§ DATA SUPPLIED:
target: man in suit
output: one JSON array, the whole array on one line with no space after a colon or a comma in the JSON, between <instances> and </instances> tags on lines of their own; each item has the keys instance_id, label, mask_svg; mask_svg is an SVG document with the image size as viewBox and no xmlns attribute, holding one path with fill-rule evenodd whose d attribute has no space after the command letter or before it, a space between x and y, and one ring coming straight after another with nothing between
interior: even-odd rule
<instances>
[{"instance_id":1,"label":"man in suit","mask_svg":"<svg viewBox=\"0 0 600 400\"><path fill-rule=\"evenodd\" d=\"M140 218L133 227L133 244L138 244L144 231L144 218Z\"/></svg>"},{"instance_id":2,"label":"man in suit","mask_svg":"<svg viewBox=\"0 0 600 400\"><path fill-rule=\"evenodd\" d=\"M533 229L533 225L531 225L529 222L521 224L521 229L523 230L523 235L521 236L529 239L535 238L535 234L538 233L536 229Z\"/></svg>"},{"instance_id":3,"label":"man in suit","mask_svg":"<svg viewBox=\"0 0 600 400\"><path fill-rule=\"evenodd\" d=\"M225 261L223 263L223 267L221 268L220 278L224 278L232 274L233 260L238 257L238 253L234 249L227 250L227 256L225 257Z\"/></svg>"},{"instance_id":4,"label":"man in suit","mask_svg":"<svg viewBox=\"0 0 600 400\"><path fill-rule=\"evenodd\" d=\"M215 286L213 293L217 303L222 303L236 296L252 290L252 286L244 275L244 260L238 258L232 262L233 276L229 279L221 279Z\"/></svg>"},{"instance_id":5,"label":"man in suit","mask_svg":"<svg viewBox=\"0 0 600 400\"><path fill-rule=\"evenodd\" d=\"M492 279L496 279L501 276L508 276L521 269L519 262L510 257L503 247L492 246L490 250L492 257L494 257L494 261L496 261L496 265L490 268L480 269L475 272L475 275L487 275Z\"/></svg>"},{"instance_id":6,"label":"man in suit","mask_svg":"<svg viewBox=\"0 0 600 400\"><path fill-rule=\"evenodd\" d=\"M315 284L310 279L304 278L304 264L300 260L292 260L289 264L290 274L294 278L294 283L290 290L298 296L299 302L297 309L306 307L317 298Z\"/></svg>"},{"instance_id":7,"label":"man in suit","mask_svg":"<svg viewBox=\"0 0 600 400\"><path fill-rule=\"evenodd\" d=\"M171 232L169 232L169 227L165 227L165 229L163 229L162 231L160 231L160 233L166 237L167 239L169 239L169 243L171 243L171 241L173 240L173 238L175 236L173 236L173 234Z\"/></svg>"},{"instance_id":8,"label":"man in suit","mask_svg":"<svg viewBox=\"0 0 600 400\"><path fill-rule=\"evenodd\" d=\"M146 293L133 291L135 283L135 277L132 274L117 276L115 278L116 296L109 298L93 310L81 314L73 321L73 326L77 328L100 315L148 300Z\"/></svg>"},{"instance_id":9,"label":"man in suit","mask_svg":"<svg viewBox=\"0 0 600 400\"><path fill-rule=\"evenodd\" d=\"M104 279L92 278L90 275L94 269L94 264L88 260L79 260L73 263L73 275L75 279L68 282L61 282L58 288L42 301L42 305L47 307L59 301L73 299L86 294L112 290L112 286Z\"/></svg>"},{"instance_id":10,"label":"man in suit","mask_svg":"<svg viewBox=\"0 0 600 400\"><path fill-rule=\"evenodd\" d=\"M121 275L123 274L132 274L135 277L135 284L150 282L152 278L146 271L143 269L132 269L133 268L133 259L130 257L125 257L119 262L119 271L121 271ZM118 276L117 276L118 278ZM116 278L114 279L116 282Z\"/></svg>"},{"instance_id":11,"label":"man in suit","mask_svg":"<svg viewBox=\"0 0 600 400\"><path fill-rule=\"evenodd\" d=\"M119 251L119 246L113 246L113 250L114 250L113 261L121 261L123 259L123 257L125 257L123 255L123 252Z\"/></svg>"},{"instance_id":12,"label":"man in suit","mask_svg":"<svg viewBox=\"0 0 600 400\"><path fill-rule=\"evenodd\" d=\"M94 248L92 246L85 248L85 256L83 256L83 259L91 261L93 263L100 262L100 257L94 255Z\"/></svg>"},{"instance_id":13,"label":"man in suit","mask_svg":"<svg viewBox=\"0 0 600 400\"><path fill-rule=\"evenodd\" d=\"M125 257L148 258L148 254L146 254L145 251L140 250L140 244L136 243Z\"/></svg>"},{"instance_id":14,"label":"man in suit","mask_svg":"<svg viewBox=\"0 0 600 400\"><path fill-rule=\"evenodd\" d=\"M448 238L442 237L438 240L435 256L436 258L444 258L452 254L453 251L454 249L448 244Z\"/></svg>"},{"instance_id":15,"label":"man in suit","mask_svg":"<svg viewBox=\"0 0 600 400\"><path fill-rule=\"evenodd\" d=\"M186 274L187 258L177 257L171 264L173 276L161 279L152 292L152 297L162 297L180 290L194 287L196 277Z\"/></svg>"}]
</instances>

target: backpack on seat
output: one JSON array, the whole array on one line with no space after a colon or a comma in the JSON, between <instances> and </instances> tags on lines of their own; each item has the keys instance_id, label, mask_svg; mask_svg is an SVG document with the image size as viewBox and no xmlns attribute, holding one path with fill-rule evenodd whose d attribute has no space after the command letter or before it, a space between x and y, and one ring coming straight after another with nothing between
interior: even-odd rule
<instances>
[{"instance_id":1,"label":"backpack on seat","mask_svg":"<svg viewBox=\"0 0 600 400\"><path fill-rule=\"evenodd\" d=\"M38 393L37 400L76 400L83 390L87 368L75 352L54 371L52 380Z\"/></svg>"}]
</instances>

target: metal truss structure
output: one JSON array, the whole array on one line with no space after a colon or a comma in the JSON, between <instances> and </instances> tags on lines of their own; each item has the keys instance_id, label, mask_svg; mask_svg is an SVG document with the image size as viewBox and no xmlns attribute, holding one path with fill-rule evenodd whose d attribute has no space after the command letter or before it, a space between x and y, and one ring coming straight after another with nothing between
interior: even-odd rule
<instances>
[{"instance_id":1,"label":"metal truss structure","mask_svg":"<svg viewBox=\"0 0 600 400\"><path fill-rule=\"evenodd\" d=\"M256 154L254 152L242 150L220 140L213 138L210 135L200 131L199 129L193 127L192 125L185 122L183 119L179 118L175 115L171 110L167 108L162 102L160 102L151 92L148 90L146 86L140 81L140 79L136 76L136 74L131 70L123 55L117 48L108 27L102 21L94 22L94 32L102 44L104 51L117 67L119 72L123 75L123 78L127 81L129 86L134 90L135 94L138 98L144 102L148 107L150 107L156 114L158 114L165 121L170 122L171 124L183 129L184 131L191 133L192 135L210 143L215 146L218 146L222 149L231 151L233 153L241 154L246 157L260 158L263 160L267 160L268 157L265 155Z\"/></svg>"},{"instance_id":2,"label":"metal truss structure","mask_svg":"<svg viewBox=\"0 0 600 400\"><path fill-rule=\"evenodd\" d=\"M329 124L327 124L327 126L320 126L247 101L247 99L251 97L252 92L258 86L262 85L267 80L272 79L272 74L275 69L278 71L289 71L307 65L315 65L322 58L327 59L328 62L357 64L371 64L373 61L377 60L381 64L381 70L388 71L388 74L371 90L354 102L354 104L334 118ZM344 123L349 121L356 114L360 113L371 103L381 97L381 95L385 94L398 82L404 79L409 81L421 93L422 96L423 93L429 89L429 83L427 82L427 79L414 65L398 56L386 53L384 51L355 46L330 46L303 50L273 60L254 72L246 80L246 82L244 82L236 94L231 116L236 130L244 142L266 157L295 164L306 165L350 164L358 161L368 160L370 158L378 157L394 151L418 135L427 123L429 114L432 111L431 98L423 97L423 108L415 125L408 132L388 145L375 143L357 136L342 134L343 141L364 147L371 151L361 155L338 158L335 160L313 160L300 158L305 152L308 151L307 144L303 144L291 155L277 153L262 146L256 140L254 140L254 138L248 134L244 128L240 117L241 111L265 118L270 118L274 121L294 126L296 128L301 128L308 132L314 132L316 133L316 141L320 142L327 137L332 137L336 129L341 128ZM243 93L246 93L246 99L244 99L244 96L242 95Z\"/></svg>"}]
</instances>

§ TASK DIRECTIONS:
What is needed is each line of the entries that contains the word "target".

§ SOLUTION:
target: man in suit
target: backpack on seat
target: metal truss structure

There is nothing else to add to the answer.